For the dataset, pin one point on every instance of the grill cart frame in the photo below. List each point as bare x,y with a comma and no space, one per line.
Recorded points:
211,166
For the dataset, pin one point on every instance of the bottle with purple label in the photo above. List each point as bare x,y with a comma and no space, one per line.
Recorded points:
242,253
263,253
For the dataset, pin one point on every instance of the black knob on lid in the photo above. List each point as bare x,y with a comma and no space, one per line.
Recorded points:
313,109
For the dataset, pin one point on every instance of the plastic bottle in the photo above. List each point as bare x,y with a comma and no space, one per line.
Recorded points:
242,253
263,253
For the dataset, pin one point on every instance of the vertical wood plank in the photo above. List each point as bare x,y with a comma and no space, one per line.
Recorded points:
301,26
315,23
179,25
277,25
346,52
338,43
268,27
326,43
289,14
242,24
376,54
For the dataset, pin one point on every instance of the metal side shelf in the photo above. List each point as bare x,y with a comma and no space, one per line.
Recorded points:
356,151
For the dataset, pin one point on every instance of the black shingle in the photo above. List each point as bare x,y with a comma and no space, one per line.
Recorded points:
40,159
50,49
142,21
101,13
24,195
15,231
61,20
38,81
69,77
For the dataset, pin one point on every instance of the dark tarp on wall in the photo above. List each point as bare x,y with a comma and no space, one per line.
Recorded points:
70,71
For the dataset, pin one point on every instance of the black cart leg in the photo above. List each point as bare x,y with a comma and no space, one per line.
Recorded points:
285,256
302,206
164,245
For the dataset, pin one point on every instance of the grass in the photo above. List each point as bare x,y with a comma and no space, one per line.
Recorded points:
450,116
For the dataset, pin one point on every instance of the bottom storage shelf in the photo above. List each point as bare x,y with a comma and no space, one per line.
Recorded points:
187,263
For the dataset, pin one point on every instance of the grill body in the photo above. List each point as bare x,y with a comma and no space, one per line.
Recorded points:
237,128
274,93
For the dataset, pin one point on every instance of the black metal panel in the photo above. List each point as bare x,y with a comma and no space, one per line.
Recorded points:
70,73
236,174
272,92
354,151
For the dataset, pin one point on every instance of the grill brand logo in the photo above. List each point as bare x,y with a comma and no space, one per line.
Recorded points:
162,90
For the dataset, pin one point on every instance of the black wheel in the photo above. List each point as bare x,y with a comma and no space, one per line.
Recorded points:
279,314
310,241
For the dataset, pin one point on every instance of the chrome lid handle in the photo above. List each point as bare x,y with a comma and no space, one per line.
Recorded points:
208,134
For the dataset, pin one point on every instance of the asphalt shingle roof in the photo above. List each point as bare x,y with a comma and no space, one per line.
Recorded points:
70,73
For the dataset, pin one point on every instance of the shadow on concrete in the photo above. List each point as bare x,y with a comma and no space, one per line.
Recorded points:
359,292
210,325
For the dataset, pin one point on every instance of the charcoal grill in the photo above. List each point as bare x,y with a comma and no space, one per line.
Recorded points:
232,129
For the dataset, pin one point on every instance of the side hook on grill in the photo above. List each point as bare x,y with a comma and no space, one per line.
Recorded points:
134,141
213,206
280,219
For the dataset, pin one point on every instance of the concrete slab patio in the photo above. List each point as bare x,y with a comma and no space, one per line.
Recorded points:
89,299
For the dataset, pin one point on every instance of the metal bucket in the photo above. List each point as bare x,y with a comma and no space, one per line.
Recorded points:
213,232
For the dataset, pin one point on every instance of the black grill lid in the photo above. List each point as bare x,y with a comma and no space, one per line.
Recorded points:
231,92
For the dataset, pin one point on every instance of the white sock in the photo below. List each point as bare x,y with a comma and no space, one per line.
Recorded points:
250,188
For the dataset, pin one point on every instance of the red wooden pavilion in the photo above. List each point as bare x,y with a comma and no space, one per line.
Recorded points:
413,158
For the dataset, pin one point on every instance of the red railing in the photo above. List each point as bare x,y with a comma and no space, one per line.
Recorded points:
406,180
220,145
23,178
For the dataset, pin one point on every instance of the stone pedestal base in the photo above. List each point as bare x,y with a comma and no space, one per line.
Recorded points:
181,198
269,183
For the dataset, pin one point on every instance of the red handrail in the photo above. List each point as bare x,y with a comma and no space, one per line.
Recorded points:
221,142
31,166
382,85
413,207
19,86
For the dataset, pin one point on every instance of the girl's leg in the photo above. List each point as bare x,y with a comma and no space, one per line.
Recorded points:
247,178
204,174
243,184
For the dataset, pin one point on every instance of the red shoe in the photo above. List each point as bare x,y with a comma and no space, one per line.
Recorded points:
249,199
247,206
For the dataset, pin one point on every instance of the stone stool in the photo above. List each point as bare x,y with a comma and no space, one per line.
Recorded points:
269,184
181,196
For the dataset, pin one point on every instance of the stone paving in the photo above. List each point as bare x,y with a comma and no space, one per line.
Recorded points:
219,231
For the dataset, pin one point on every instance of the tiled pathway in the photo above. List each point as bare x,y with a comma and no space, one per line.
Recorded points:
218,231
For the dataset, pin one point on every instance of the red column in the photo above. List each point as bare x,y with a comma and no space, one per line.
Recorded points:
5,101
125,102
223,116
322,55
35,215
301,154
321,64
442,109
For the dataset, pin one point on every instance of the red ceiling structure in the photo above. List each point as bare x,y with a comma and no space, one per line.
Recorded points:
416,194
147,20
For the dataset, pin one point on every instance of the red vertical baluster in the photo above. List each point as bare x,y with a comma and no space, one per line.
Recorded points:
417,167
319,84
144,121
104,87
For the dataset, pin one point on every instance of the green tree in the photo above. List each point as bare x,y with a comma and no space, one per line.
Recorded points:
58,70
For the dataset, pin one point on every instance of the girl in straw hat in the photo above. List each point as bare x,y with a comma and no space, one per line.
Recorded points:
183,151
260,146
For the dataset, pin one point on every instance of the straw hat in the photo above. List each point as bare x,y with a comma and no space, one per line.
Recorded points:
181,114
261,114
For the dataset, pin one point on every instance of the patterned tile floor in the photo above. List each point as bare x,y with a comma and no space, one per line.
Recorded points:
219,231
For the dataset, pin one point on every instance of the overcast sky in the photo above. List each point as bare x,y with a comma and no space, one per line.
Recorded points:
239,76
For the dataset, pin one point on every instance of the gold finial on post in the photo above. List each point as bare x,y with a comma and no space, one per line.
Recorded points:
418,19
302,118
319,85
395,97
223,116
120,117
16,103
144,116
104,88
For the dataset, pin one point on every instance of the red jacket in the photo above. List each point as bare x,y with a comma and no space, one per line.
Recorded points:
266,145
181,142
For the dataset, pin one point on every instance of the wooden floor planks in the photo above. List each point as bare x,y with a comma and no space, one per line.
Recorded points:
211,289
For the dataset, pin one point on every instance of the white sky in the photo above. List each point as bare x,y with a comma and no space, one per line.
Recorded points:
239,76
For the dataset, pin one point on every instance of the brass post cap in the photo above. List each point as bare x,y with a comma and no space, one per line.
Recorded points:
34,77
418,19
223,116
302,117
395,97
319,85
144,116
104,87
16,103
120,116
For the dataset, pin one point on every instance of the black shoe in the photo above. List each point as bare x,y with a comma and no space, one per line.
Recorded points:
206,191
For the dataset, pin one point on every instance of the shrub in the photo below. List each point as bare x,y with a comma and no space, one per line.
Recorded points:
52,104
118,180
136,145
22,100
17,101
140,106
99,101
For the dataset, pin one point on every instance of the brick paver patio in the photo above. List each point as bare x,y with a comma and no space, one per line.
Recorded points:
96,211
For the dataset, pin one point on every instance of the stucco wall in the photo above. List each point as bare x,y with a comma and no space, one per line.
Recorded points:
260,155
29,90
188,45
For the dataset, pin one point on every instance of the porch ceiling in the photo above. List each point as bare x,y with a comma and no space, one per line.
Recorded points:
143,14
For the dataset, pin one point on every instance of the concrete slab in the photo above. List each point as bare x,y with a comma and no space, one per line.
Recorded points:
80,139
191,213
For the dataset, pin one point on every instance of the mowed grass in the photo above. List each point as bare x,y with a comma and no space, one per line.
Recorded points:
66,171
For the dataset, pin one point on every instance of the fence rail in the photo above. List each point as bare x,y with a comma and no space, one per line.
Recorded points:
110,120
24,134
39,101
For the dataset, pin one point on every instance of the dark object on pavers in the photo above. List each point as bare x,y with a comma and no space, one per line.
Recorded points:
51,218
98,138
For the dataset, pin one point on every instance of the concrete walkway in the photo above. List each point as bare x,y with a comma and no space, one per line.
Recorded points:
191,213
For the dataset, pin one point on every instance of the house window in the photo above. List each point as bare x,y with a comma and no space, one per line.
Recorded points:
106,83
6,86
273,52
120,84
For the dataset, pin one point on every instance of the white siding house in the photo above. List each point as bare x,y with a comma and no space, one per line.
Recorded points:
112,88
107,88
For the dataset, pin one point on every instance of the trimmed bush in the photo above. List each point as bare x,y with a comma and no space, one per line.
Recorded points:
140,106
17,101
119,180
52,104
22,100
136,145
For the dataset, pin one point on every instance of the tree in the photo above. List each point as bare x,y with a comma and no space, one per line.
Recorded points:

■ ■ ■ ■ ■

From the entries, copy every line in which the word "post" occurs.

● **RESPONSE**:
For the dataset, pin one point on every instance of the gold finial on post in the photo above. List each point as bare x,y with a comma and no space, one per line.
For the dataset, pin one point on every instance of the brass post cap in the photo above. List each point as bare x,y with a comma and no space, one per line.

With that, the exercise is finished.